◆ TASK PROMPT ◆
Repeat exactly the lines of the listing from the line containing "target: countertop" through its last line, and nothing beyond them.

Outline records
____
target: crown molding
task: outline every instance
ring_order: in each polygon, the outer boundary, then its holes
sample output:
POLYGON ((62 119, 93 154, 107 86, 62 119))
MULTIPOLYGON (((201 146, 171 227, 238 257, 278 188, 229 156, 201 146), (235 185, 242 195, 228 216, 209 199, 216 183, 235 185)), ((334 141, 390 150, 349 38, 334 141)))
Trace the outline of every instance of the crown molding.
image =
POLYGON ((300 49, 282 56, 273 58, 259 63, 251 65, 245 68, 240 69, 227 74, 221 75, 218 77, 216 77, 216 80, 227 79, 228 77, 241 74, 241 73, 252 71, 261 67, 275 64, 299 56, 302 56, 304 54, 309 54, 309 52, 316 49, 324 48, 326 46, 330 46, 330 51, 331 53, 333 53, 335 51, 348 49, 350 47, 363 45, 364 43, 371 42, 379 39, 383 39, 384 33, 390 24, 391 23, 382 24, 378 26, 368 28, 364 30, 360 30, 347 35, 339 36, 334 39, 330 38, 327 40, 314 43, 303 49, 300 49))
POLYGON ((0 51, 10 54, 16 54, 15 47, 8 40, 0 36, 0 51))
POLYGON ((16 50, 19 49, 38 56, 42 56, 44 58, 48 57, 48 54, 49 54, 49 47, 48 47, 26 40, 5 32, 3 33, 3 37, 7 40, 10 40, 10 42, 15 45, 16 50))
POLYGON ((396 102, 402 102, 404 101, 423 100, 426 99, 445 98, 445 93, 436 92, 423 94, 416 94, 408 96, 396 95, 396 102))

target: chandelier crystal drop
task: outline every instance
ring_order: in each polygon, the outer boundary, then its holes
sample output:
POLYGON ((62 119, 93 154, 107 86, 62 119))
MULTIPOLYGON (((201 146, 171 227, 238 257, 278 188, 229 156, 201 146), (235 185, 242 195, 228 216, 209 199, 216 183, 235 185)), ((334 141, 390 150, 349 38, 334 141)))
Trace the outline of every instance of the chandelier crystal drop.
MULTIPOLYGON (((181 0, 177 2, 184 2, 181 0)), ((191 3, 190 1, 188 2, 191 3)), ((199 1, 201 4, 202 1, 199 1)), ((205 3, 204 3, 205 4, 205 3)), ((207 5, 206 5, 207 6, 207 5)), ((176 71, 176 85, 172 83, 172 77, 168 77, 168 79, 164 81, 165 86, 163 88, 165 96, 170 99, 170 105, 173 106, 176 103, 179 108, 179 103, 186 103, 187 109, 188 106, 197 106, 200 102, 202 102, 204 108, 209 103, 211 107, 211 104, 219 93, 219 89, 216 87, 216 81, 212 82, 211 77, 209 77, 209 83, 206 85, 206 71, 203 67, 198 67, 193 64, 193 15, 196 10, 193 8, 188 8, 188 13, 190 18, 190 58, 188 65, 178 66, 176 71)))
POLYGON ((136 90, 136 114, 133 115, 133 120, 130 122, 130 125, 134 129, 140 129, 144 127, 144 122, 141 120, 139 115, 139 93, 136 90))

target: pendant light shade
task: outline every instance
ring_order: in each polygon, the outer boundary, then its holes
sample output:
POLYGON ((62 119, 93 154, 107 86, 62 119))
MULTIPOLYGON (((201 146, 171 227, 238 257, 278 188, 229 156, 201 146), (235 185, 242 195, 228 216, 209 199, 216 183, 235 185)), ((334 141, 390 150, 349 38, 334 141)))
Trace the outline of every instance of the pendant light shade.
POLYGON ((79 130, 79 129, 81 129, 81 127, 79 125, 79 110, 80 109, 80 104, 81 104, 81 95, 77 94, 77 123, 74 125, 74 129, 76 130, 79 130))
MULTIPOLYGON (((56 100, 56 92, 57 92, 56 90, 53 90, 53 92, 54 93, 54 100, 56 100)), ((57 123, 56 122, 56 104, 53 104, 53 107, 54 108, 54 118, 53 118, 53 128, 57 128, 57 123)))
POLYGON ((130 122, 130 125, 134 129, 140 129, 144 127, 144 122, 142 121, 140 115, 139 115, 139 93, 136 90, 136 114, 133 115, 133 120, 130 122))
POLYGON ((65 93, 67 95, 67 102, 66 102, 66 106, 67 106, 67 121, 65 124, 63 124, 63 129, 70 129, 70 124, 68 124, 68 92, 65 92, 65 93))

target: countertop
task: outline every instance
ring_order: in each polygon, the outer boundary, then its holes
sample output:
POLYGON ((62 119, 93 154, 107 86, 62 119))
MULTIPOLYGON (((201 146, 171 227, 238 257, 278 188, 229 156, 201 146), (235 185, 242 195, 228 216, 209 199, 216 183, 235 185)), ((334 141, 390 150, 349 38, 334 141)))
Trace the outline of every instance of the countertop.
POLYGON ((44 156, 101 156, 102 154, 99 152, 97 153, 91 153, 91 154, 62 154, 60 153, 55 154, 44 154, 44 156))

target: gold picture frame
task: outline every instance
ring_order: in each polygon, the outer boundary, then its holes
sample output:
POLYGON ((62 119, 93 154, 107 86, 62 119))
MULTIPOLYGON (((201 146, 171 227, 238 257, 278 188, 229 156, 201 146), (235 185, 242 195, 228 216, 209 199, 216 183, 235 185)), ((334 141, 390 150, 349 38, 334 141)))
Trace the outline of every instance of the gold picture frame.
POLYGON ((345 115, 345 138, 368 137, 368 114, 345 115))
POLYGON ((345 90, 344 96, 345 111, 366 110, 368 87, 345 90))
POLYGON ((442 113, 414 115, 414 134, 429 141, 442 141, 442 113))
____
◆ ANSWER ◆
target: countertop
task: outline every instance
ring_order: in each polygon, the outer boundary, then its holes
sample output:
POLYGON ((62 119, 93 154, 107 86, 62 119))
MULTIPOLYGON (((201 146, 171 227, 238 257, 278 188, 229 156, 201 146), (235 185, 242 195, 228 216, 209 199, 216 183, 235 185)), ((334 141, 390 150, 349 38, 334 141)))
Trace the outline of every instance of the countertop.
POLYGON ((44 156, 101 156, 102 154, 99 152, 97 153, 91 153, 91 154, 62 154, 60 153, 55 154, 44 154, 44 156))

target: gold picture frame
task: outline every instance
ring_order: in each polygon, the outer boundary, then its holes
sample output:
POLYGON ((62 119, 93 154, 107 86, 62 119))
MULTIPOLYGON (((201 146, 171 227, 238 257, 278 188, 229 156, 201 146), (235 185, 242 195, 228 216, 209 199, 216 183, 235 185)), ((334 141, 390 150, 349 38, 334 141)))
Trace the outline of every instance of the gold picture frame.
POLYGON ((345 115, 345 138, 368 137, 368 114, 345 115))
POLYGON ((345 90, 344 96, 345 111, 366 110, 368 87, 345 90))
POLYGON ((442 113, 414 115, 414 134, 429 141, 442 141, 442 113))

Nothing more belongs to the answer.